■ Alıştırma Seti
• 1. Belge kesitinde adı geçen tüm kayaç türlerini listeleyin.
• 2. Aşağıdaki ifadelerin her birinin belge kesitiyle uyuşup uyuşmadığını evet veya hayır ile belirtin ve kararı veren ifadeyi kesitten aynen alıntılayın.
(a) Andezitler ve tüfler, arazide egemen olan kayaçlardır.
(b) Kula çevresi volkanik rölyefi, Batı Anadolu volkan topografyasının en yaşlısıdır.
(c) Neojen volkanik arazisi, Batı Anadolu Bölgesinin güney yarısında geniş bir alanı örter.

■ Belge Kesiti
★ ★ ★ ★ ★
Yıpranmış olan Neojen volkanik arazisi, Batı Anadolu Bölgesinin kuzey yarısında
geniş bir alanı örter. Riyolitlerden bazaltlara kadar, dış püskürük kayaçların
hemen hepsine rastlanır. Ancak, egemen olan ve fazla yer kaplayanlar andezitler
ve tüflerdir.
Batı
Anadolu volkanik arazisi Kula çevresi dışında fazlaca aşındığından, kısmen de
olsa volkanik bir ünite özelliğine sahip olanlar şunlardır;
Armağan
Dağı, Kocadağ,
Mersin Tepeleri (Şaphane Dağı), Dumanlı Dağı, Yamanlar Dağı, Seyret Tepe,
Karaağaç Dağı – Emirli Tepe – Koca Tepe, Tecek
Tepe, Elmadağ, Yoyu Dağı
– Bey Dağı, Kuruluk Dağı, Şapla Dağları ve Ağı Dağı ‘dır.
- Kula-Adala ve Çevresi Volkanik Arazisi
Kula
çevresi volkanik rölyefi, Batı Anadolu volkan topografyasının en genç olanıdır.
★ ★ ★ ★ ★
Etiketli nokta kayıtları
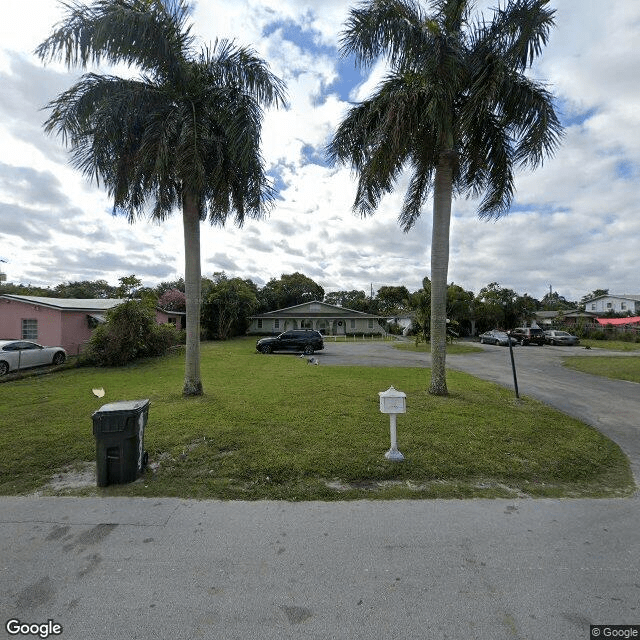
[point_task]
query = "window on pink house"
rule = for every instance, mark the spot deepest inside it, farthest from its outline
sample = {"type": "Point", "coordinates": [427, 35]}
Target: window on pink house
★ ★ ★ ★ ★
■ Görev Yanıtları
• 1. Riyolitler, bazaltlar, andezitler, tüfler

• 2.
(a) Evet: "egemen olan ve fazla yer kaplayanlar andezitler ve tüflerdir"
(b) Hayır: "Batı Anadolu volkan topografyasının en genç olanıdır"
(c) Hayır: "Batı Anadolu Bölgesinin kuzey yarısında geniş bir alanı örter"